- **Document extract**:
* start *

Snyder obviously relished the opportunity to envision what it really might be like for a being such as Superman to be tossed through half a mile’s worth of office buildings; the director and his special-effects wizards certainly beat such scenes to death. But, speaking of death, it’s impossible to overlook the hundreds (thousands?) of fragile humans who’d be maimed and killed along the way, as a result of each super-powered punch ... which turns Superman’s “code against killing” into something of a joke.

Hell, he must kill scores of people every time he slams his evil, super-powered adversaries through said buildings. Ironic, then, that his code eventually becomes an important — if ill-defined — plot point.

On top of which, the various Metropolis-shattering skirmishes go on for so long, and thus to such diminishing returns, that they become no more meaningful than watching Godzilla stomp and flatten a miniature cardboard Tokyo in all those 1950s and ’60s Japanese monster flicks.

* end *

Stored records
* start *

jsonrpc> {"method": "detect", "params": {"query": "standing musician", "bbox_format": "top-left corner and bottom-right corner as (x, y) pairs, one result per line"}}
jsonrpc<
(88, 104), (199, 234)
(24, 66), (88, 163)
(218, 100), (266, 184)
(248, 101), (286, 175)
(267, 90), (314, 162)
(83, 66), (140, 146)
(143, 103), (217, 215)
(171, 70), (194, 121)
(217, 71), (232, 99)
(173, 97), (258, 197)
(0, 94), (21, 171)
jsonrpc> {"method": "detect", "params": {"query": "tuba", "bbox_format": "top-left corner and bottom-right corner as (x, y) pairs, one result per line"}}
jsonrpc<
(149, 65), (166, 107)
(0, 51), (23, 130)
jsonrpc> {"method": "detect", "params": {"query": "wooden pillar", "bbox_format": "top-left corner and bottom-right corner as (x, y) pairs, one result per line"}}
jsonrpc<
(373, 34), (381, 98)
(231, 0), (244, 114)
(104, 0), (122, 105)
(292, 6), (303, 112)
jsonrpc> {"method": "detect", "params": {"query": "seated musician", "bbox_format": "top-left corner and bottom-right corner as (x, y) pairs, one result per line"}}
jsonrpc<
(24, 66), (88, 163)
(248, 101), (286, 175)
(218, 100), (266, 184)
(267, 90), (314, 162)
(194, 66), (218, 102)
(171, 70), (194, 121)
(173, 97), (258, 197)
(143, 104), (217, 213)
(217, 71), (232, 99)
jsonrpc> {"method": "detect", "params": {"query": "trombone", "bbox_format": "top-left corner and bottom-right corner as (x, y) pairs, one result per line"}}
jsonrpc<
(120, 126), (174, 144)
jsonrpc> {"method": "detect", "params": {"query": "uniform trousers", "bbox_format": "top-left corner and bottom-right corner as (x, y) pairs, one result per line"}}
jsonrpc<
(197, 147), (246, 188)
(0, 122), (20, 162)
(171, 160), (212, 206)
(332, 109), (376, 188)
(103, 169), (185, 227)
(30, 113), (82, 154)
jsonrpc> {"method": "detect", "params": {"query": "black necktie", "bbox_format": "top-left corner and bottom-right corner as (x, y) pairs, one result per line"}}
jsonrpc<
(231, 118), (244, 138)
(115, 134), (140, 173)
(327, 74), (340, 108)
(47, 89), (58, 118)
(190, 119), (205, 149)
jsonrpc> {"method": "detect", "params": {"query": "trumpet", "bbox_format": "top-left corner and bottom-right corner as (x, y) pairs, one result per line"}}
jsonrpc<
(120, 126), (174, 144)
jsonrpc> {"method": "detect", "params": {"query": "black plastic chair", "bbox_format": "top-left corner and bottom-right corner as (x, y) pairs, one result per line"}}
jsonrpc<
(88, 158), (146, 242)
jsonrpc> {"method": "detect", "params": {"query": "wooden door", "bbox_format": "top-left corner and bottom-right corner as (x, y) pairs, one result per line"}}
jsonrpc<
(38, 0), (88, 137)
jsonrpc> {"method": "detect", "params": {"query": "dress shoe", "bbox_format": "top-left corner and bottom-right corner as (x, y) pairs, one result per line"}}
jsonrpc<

* end *

- **Set of tasks**:
1. List every proper noun that appears in the Superman review excerpt.
2. Answer these questions using the Superman review excerpt:
(a) Through how much office building does the excerpt picture Superman being tossed?
(b) What two words does the excerpt use to describe Superman's code as a plot point?
(c) Which decades of Japanese monster flicks does the excerpt mention?
The rows are separate from the Superman review excerpt and stand as their own material.

- **Expected outputs**:
1. Snyder, Superman, Metropolis, Godzilla, Tokyo

2.
(a) Half a mile's worth.
(b) Important and ill-defined.
(c) The 1950s and '60s.